По смерти Василия, за малолетством нового государя, правление перешло в руки вдовствующей великой княгини; дела решались, под ее властью, боярской думой. В Московском государстве еще в первый раз верховная власть сосредоточилась в руках женщины. Это, однако, не противоречило русским понятиям, по которым, по смерти отца семейства, вдова вполне заменяла мужа на время малолетства детей. Елена совершенно отдалась своему любимцу Ивану Овчине-Телепневу-Оболенскому. Он был человек крутого нрава, не останавливался ни перед какими злодеяниями. Именем Елены правил он государством; бояре должны были сносить его произвол. Совершались варварства, превосходившие все, что представляла в этом отношении прежняя московская история. Одного брата покойного государя, Юрия, по подозрению засадили в тюрьму и там уморили голодом. Другой брат, Андрей, испугавшись той же участи, убежал; ради собственного спасения он замышлял восстание, но был схвачен и задушен; жену его и сына засадили в тюрьму. Вместе с ним было казнено много бояр и детей боярских, которых обвинили в расположении к Андрею; других били кнутом. Дядя Елены, Михаил Львович Глинский, стал укорять племянницу за ее связь с Телепневым; за это его посадили в тюрьму и уморили голодом. Знатные бояре за противоречие любимцу тотчас подвергались тяжелому тюремному заключению. Но во внешних делах Телепнев поддерживал достоинство Московского государства. Открывшаяся, по истечении перемирия, война с Литвой ведена была счастливо и окончилась в 1537 году новым перемирием на пять лет, с уступкой Москве двух крепостей: Себежа и Заволочья, построенных на литовской земле. Татарские нападения были отражены. Такие успехи еще больше возвышали любимца Елены, но это возвышение ускорило его гибель. Враги отравили Елену 3 апреля 1538 года.

Правлением овладели князья Шуйские. Телепнева уморили в тюрьме голодом. Сестру его Аграфену заковали и засадили в тюрьму. Вслед за ними низложили митрополита Даниила, угождавшего Елене, а на место его возвели троицкого игумена Иосафа.

## Что нужно сделать
Какие две крепости, согласно исходному документу, Литва уступила Москве по перемирию 1537 года?

## Сохранённые данные
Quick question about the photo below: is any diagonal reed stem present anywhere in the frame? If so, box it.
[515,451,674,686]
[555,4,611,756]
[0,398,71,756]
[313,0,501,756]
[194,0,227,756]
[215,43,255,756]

## Решение задания
Себеж и Заволочье.